═══ INFORMATION PROVIDED ═══

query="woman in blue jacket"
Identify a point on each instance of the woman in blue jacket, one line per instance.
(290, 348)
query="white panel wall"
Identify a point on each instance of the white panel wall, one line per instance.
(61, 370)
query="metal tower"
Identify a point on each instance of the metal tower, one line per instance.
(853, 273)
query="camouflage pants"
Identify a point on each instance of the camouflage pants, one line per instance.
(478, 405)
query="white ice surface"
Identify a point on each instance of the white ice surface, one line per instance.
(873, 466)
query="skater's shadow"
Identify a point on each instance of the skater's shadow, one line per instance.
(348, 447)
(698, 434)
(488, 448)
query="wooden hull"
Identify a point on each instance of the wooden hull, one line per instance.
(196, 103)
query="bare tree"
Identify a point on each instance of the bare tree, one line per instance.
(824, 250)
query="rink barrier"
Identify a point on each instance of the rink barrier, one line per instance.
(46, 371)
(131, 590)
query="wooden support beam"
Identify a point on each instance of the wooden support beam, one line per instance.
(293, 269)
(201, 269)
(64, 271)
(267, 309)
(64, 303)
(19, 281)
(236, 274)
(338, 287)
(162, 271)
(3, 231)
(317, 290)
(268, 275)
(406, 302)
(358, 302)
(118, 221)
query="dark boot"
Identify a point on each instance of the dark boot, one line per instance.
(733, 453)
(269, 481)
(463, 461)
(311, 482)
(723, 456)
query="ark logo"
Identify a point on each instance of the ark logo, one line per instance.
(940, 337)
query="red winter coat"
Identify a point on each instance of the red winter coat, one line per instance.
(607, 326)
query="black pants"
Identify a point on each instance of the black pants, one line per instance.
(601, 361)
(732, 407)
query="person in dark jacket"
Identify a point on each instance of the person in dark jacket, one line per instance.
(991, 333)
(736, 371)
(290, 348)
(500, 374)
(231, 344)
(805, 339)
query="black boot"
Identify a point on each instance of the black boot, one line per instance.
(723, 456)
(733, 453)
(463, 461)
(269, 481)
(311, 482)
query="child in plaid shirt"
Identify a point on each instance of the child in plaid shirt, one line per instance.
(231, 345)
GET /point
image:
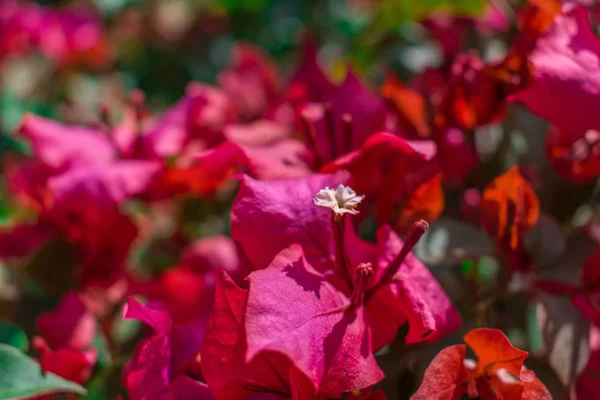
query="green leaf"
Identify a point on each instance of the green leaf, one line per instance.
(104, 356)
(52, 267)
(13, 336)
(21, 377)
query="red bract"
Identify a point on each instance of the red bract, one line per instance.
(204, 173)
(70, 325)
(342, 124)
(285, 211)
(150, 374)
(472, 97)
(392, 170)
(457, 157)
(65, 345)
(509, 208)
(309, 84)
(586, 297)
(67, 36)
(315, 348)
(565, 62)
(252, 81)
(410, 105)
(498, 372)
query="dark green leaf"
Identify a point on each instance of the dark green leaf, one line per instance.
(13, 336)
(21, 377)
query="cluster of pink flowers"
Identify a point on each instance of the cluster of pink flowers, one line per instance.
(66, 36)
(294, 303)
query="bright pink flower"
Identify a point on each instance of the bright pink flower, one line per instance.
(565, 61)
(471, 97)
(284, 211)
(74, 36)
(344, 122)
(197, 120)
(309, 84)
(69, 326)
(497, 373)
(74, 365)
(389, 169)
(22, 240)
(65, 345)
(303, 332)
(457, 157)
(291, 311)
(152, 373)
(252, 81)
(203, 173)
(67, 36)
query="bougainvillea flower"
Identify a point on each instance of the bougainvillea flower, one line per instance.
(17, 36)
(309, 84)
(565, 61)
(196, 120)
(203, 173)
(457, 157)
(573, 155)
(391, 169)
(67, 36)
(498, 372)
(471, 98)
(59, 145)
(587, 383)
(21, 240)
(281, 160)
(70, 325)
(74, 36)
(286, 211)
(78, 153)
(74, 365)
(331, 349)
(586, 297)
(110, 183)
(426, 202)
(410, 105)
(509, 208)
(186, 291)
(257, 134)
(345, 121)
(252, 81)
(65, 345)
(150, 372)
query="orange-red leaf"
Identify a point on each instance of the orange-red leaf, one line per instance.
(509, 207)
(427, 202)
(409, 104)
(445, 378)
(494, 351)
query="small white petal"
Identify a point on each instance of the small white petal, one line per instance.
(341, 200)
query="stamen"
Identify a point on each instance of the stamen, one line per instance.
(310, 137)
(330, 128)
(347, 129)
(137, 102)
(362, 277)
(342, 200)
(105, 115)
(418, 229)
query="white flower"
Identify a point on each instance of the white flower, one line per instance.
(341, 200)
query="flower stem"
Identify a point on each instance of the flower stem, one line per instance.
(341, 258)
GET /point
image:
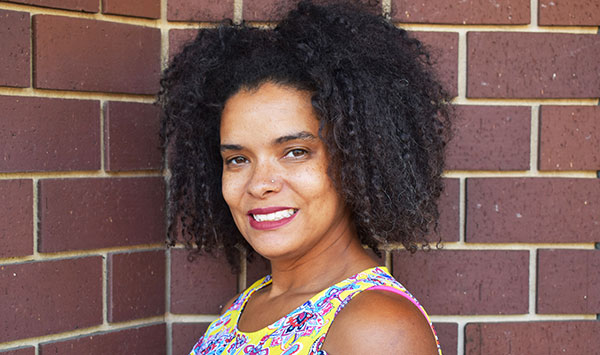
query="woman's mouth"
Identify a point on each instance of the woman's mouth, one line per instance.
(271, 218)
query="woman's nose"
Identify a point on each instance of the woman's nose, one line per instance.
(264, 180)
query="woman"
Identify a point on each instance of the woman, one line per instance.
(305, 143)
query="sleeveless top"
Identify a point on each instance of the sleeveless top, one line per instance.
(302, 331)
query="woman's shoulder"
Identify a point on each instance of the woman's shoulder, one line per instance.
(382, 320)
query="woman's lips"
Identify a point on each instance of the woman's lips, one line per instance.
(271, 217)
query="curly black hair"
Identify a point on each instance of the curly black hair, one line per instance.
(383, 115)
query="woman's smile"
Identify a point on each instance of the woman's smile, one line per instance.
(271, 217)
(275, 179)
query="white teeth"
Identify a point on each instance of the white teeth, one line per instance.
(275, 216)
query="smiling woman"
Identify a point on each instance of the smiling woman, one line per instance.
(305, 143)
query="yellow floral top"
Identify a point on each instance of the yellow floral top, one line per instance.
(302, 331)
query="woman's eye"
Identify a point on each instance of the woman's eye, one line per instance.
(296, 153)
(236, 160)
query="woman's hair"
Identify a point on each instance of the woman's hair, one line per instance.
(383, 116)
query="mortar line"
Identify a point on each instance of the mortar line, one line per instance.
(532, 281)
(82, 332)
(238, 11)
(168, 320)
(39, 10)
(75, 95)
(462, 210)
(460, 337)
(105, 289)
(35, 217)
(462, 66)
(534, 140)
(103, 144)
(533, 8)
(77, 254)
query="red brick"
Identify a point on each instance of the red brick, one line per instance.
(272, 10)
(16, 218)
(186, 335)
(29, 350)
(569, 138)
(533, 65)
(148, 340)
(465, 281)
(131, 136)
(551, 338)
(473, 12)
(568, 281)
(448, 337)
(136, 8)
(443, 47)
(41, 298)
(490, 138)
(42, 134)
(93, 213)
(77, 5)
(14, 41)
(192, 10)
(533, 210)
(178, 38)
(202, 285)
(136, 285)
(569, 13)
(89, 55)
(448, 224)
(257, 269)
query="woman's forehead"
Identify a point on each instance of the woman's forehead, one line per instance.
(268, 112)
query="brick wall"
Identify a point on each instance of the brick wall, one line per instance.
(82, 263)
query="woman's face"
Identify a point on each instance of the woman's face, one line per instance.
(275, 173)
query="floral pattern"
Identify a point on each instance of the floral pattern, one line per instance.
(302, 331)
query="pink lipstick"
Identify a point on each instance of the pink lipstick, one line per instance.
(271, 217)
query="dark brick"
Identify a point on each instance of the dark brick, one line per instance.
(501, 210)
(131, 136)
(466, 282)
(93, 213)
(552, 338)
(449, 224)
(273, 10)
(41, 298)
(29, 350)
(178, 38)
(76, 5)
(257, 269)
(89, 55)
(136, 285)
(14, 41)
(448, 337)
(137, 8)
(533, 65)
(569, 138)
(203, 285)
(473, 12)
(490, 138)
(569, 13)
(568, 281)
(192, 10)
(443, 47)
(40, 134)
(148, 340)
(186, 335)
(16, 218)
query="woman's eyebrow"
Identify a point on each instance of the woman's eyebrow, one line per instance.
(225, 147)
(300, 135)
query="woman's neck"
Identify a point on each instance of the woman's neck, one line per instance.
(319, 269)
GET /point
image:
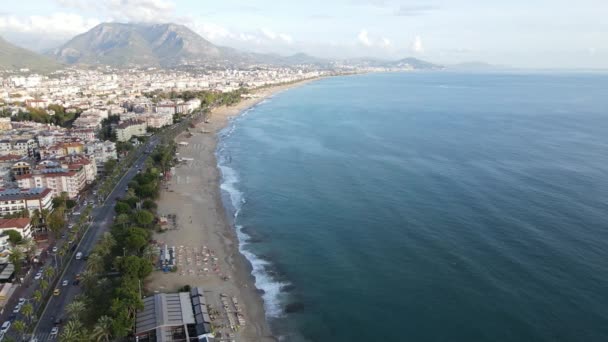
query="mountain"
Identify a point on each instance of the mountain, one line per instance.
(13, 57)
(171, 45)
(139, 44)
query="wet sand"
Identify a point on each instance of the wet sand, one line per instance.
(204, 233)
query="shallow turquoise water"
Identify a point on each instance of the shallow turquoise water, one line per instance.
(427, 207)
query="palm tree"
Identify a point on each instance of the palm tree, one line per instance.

═══

List each line in the material above that contains the word "eyebrow", copying every such line in full.

● **RESULT OF THE TASK**:
query="woman's eyebrow"
Identify a point on each instance of the woman's eyebrow, one line per instance.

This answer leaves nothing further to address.